The giant flea market, which hosted 610 booths every weekend in a 22,000 sq. ft. warehouse on Squires Beach Road in Pickering for nearly half a century, will re-open October 1 in the old Zellers location at the junction of First Avenue and Simcoe Street in Oshawa.

Pickering Market opened in 1973 and was a weekend shopping mainstay for the eastern GTA until the Pandemic struck last year. They managed to re-open in November after the first lockdown, but with a second lockdown on the horizon, they shut their doors “permanently” on Boxing Day, 2020.

In an Instagram post that day, the family-owned business thanked their customers, vendors, and staff for their patronage over the years, but said they were closing “for good.”

“COVID-19 has taken its toll on so many small businesses and we were no exception to its cruel effects. We feel for every single business that has or is currently going through these tough decisions. For us, this was not a decision that came lightly.”

On July 16 they teased a return and on July 21 they returned to social media with the message “Secret, Secret, We’ve got a secret! We can’t wait to welcome you to our new home in the heart of Oshawa!”

The new location will likely be considerably downsized from their former warehouse in Pickering, though the proposed square footage of the new facility has not yet been announced.

· · · · · · ·

Task description –
Carry on the article about the Pickering Market's move to Oshawa, starting after its last sentence.

Records from a data source:
· · · · · · ·

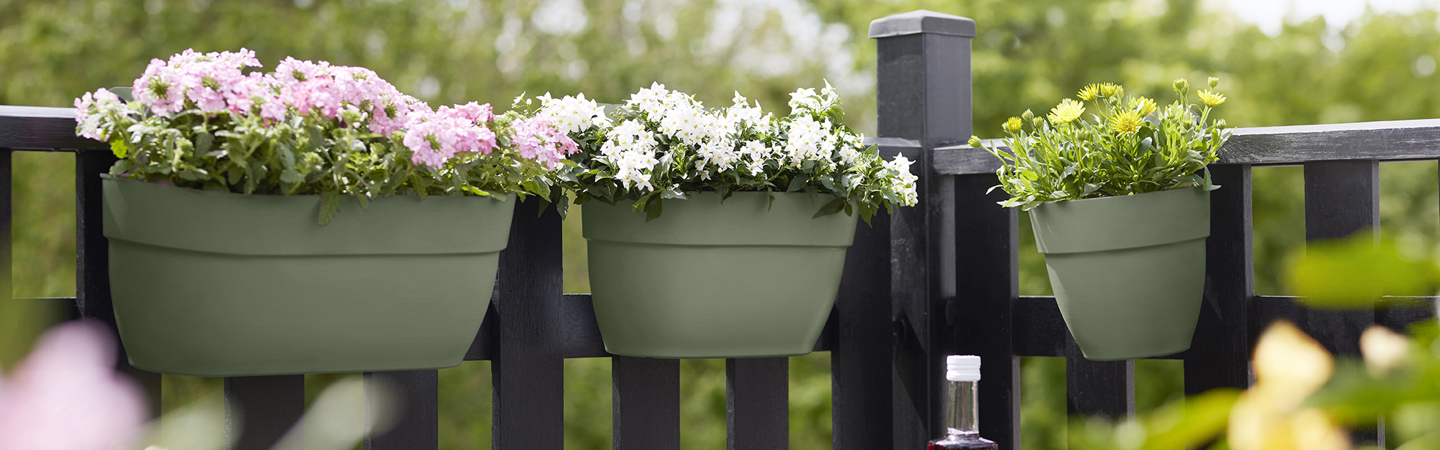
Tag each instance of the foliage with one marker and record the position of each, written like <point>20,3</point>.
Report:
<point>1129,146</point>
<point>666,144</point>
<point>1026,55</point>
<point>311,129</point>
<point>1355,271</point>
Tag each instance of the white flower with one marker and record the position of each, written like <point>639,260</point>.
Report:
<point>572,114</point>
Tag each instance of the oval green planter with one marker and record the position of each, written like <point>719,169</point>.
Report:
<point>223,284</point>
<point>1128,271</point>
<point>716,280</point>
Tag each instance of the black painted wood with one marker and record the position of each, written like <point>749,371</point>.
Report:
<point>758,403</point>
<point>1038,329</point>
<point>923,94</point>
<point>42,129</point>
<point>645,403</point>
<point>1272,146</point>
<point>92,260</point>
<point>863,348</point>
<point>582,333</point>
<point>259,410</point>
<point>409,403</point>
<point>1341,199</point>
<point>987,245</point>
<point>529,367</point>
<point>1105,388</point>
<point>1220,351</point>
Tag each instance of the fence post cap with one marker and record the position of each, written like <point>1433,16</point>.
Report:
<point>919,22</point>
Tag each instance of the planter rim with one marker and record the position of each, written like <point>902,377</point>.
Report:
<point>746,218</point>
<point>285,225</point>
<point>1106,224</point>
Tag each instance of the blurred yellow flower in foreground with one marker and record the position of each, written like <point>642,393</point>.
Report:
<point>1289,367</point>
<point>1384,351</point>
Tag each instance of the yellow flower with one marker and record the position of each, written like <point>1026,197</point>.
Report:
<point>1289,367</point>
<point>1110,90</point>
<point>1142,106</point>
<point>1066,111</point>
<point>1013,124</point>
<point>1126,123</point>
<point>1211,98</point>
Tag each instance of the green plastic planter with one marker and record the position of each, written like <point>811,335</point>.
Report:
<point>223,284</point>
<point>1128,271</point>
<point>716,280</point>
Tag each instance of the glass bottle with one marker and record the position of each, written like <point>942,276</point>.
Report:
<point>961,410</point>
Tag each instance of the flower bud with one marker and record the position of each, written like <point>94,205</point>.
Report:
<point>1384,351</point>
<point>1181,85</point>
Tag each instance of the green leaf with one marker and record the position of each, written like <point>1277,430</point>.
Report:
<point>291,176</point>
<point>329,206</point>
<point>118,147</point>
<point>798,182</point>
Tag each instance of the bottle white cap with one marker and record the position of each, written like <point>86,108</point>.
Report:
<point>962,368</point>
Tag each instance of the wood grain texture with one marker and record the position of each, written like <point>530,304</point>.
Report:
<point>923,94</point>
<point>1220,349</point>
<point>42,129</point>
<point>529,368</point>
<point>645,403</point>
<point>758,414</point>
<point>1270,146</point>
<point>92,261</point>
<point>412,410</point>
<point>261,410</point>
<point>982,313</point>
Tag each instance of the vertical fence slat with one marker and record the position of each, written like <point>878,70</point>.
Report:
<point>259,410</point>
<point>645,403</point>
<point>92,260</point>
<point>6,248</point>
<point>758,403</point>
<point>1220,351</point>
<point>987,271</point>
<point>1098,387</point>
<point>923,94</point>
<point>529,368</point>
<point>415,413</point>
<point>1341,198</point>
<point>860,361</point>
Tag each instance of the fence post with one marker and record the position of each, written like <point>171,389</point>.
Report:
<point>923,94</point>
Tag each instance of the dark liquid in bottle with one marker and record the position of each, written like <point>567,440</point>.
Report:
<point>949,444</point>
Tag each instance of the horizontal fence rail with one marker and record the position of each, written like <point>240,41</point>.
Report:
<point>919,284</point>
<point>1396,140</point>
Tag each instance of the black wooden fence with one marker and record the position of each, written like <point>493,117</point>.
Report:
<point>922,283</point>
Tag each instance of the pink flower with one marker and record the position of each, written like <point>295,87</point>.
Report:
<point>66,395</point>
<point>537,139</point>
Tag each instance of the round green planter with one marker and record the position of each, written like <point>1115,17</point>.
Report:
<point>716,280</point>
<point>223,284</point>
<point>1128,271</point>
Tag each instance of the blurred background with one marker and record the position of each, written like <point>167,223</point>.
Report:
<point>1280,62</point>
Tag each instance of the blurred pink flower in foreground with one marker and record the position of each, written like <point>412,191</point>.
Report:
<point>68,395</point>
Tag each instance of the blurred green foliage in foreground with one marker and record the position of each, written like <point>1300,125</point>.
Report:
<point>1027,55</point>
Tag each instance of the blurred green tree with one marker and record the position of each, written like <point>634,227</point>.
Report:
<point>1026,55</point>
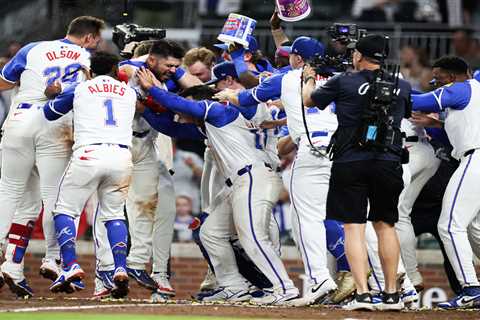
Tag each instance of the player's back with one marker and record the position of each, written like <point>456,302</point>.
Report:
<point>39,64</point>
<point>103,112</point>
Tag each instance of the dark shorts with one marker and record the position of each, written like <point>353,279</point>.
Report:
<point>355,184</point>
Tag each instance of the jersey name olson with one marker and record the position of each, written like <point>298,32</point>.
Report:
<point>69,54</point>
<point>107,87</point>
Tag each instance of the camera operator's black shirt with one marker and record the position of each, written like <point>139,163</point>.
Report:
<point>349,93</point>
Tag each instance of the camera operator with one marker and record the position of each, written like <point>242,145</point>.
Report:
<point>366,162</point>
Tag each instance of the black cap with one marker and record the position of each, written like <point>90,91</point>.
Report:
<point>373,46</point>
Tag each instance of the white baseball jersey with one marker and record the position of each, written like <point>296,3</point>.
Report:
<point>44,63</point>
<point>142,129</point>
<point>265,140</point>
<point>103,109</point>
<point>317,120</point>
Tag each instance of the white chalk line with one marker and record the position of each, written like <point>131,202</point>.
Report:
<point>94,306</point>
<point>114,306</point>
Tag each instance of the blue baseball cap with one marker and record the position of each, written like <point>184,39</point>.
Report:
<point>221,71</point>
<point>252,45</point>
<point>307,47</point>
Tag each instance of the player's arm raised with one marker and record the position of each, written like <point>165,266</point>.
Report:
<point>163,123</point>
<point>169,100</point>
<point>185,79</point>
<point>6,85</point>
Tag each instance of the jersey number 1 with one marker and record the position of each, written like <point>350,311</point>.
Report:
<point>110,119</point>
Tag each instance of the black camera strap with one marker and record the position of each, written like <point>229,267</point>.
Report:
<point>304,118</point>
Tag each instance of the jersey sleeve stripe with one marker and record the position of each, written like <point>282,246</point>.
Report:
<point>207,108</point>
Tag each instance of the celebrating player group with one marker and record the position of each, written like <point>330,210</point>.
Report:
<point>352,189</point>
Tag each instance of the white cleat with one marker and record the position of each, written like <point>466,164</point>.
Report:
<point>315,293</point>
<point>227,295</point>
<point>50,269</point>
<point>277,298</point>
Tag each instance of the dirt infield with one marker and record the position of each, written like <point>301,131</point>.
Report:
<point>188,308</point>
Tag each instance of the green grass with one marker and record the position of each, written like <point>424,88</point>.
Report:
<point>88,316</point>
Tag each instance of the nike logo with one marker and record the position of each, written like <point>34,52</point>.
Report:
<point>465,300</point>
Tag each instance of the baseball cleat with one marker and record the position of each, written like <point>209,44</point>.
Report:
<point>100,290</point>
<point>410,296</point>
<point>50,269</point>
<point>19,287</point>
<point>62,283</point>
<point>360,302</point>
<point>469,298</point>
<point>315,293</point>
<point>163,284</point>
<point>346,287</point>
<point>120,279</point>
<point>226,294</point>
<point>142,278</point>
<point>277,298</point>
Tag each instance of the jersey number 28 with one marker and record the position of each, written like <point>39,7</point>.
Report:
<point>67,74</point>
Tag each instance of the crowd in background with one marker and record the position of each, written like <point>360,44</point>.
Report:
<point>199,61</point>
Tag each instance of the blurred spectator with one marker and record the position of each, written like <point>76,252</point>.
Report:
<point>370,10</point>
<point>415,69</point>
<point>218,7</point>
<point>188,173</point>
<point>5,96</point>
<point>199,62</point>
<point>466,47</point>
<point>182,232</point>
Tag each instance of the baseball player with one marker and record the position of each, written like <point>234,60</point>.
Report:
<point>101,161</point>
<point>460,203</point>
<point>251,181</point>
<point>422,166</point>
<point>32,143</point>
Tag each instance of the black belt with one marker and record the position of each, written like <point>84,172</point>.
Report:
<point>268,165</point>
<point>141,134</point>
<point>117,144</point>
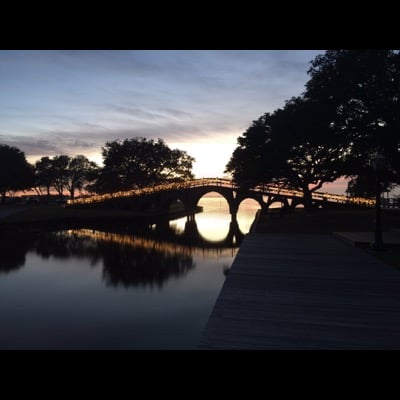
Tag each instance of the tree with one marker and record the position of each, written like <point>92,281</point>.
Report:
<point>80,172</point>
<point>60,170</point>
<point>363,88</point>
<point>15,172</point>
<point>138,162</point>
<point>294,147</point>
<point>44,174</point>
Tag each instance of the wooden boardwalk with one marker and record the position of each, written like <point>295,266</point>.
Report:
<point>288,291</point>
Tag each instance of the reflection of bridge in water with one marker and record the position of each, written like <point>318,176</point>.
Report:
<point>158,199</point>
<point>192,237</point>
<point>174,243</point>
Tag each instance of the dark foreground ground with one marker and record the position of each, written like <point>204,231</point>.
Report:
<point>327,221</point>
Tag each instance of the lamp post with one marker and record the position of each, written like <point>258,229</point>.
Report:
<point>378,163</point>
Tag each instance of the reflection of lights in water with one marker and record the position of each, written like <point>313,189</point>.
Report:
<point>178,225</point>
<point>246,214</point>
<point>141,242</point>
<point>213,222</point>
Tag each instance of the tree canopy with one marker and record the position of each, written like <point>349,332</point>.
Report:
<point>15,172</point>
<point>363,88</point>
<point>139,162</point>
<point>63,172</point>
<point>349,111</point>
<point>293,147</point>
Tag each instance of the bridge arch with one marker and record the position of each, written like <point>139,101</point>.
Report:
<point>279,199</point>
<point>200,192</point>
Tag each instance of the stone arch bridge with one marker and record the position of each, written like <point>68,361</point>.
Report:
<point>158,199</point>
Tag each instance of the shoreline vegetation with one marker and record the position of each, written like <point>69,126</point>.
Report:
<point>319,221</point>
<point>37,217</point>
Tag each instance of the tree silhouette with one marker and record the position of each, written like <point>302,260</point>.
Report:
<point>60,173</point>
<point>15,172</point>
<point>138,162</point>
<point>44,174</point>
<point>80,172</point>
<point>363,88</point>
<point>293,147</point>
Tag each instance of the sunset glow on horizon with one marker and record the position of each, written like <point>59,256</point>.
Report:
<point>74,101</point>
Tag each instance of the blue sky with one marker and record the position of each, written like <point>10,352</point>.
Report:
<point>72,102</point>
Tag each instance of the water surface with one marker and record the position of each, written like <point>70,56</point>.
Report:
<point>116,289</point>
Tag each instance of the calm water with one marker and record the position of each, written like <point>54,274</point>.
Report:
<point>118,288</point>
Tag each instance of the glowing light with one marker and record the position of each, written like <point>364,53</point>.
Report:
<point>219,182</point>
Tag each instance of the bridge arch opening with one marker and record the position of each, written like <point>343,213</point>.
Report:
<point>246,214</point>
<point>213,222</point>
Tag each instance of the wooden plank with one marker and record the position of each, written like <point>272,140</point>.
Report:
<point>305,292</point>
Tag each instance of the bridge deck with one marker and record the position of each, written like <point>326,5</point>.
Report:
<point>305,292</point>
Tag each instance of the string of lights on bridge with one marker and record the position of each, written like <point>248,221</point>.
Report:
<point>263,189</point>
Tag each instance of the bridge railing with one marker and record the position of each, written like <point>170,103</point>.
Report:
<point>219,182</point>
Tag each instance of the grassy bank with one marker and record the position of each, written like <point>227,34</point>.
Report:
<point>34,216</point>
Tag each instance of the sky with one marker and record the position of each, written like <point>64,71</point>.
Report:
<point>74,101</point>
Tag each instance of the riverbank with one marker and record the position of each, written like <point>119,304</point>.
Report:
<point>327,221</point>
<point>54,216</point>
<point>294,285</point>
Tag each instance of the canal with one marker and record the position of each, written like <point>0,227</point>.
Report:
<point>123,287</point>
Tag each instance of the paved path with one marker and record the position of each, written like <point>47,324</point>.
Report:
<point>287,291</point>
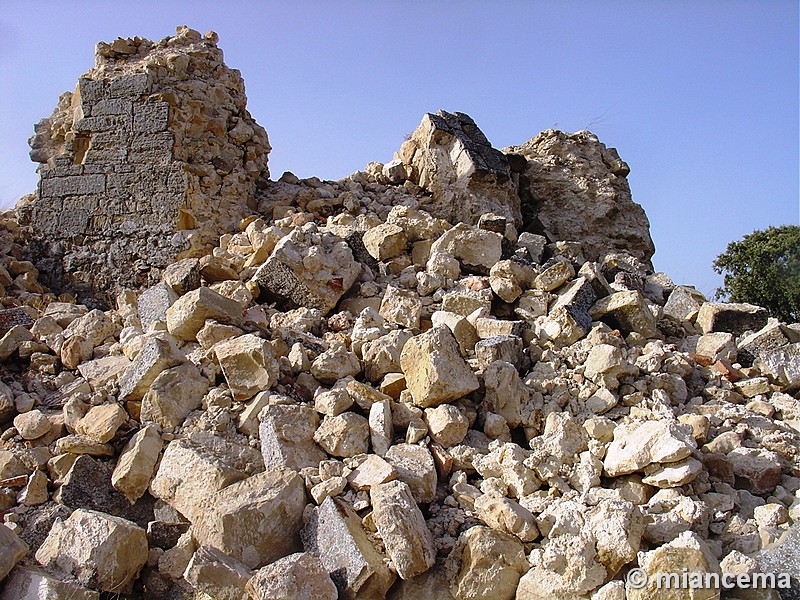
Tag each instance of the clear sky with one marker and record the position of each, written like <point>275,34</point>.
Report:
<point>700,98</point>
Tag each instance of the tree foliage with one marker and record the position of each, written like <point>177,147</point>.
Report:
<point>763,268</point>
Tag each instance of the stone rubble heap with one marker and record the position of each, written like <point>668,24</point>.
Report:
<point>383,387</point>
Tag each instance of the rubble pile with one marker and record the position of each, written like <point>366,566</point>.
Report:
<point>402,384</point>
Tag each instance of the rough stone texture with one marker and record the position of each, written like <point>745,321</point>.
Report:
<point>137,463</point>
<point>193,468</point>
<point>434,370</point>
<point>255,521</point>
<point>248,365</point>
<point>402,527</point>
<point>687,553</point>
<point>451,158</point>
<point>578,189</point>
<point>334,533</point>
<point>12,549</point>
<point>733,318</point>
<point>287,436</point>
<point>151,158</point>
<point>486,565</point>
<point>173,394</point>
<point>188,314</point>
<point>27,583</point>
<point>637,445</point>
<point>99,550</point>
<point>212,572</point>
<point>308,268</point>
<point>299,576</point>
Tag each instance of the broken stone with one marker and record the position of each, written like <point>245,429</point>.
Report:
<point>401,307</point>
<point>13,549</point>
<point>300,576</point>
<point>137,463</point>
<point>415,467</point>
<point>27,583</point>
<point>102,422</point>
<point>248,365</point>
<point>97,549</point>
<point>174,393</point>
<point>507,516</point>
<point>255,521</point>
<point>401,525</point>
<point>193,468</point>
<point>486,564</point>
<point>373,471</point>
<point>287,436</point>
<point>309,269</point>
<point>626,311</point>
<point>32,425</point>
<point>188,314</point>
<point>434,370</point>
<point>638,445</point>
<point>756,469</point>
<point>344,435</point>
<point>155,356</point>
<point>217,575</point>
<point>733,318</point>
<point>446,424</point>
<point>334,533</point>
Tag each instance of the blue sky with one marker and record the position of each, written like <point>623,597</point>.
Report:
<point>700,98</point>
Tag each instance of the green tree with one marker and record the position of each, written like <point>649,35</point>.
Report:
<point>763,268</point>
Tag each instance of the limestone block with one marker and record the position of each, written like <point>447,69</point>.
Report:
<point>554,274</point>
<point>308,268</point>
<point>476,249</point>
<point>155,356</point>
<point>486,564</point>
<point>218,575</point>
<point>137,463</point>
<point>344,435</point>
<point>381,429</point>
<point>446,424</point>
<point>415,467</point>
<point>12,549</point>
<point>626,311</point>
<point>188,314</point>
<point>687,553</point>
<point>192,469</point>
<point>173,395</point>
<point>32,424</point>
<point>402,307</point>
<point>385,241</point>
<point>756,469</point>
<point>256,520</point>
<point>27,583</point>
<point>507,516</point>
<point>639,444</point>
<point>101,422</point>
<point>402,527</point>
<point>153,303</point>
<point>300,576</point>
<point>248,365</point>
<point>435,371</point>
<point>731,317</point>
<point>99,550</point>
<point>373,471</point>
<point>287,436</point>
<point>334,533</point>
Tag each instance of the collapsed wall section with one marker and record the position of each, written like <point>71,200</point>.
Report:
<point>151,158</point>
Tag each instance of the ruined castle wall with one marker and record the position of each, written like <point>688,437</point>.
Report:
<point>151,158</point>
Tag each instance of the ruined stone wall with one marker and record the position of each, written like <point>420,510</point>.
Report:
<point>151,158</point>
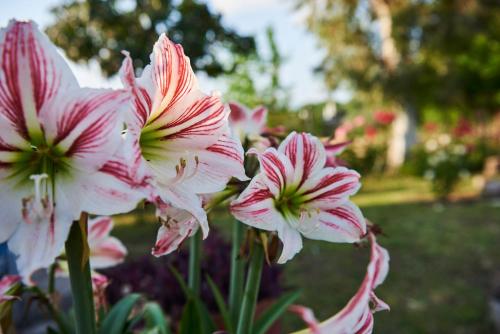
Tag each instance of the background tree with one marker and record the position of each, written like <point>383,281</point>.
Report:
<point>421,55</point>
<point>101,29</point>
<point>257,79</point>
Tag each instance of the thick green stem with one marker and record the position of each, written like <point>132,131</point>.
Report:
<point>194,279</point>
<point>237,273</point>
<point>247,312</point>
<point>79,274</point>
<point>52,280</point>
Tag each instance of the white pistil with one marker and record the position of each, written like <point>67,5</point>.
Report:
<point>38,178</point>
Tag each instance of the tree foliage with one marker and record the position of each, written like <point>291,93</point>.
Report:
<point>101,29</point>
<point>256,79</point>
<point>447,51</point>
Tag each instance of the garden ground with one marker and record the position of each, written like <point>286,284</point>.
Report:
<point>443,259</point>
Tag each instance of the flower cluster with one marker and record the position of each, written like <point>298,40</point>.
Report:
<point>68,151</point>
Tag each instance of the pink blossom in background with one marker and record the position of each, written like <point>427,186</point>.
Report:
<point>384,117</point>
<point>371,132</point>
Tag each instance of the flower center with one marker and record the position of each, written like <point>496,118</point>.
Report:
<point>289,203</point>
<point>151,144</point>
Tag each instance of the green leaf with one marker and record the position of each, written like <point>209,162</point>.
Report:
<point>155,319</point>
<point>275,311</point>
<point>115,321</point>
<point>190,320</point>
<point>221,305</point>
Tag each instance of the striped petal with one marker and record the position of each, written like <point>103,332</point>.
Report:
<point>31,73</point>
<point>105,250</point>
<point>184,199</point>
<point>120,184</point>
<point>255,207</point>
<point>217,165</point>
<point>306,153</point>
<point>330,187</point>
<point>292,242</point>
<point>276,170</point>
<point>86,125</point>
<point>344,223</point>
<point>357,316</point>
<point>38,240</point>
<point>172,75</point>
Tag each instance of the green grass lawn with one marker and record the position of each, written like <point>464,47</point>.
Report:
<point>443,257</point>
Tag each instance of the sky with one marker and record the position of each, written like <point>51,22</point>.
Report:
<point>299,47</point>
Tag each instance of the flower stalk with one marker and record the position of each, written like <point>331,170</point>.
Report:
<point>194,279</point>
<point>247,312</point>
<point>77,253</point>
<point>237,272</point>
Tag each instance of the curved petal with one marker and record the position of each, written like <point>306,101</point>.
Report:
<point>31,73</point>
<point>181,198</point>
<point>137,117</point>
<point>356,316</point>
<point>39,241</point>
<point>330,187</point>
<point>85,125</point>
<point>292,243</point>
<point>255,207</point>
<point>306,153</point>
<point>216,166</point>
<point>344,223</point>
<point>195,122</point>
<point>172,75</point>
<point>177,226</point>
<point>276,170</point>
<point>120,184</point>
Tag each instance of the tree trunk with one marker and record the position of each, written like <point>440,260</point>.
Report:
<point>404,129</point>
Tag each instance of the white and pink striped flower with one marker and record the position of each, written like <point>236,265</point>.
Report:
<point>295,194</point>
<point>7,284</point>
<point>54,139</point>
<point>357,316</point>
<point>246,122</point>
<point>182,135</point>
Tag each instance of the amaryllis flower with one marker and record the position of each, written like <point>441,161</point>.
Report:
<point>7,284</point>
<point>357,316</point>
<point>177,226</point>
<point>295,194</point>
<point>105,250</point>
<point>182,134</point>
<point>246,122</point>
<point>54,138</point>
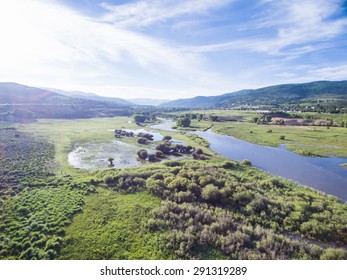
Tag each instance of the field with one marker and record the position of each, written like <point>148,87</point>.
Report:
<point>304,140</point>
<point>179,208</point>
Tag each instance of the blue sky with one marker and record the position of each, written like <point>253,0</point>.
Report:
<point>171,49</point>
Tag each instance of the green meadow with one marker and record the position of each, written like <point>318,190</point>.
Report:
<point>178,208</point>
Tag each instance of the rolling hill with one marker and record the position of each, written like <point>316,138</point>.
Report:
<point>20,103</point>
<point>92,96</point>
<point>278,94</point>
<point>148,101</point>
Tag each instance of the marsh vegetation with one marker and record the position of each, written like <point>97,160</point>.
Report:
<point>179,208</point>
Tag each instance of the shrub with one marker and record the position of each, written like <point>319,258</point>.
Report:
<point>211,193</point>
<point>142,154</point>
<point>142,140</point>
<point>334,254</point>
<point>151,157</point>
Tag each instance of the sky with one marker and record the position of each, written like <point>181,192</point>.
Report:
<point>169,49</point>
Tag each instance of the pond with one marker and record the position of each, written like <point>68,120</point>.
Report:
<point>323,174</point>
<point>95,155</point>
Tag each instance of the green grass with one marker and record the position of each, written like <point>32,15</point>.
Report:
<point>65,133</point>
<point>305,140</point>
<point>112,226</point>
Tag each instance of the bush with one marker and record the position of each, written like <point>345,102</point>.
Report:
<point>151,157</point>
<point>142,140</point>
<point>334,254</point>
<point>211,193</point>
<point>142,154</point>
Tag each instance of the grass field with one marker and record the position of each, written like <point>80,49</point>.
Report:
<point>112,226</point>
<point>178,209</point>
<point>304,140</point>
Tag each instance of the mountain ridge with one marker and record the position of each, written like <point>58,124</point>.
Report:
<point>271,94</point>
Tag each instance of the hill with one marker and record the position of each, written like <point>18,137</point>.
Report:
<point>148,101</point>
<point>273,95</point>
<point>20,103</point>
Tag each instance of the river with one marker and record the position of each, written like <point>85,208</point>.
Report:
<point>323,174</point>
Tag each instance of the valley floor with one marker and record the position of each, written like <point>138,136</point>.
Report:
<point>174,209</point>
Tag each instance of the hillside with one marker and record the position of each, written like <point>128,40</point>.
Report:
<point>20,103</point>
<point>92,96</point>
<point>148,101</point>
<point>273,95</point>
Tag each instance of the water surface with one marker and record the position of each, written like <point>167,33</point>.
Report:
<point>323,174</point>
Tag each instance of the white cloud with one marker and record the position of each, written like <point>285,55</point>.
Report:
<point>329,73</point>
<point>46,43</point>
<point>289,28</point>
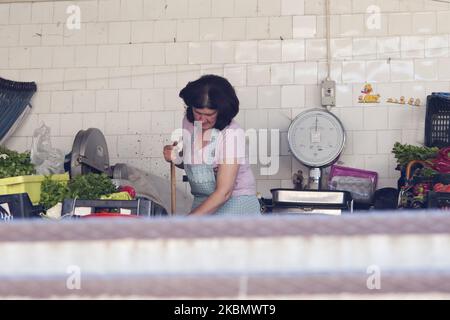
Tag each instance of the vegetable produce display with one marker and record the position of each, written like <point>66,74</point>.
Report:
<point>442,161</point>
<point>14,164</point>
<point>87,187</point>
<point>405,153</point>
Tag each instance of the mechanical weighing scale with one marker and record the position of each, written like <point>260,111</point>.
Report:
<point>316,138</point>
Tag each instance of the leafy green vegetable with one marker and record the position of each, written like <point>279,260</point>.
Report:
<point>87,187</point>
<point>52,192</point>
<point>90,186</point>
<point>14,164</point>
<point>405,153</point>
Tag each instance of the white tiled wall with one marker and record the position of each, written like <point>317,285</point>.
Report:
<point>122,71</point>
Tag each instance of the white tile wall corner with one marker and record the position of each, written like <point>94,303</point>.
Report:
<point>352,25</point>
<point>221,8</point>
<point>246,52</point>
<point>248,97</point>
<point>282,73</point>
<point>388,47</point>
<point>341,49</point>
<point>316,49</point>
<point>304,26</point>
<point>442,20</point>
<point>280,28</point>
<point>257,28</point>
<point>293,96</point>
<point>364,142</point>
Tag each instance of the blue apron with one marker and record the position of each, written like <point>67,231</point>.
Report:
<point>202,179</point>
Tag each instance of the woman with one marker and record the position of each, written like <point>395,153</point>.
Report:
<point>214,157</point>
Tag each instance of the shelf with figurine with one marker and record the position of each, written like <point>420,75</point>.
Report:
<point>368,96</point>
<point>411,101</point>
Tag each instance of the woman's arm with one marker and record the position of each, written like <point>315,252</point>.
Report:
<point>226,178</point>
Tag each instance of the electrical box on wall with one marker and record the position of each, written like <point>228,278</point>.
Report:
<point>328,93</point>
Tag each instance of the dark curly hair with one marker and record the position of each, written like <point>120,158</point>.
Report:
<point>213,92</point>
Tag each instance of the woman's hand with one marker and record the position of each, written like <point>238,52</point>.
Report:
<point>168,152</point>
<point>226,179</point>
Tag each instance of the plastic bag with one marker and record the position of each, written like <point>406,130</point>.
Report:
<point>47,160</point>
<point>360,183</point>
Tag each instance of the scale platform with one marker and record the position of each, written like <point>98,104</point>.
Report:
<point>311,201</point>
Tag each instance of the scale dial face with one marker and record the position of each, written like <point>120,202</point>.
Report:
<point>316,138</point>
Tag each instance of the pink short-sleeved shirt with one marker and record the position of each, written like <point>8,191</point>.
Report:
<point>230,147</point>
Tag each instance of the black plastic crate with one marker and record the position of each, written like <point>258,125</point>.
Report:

· · · · · · ·

Answer section –
The news will be welcomed by Oshawa residents, who watched hopefully when Target blew into Canada a decade ago, buying up Zellers stores in their bid to take on Walmart.

The company took one look at the Zellers site on Simcoe Street South and said no thanks, which was another blow to a neighbourhood that had already felt the loss of the giant Knob Hills Farms location and Pittsburgh Paint locations down the street in the previous ten years.

A new GO Station is slated to be built at the Knob Hills site in the next few years, which offers hope for the future of the area.

Target’s ill-fated Canadian adventure ended in shame when the company shut down all its stores in 2015, just two years after opening their first location.

The company lost $2.1 billion in those two years and was termed a “spectacular failure” (CBC), an “unmitigated disaster” (Macleans), and “a gold standard case study in what retailers should not do when they enter a new market” (Financial Post).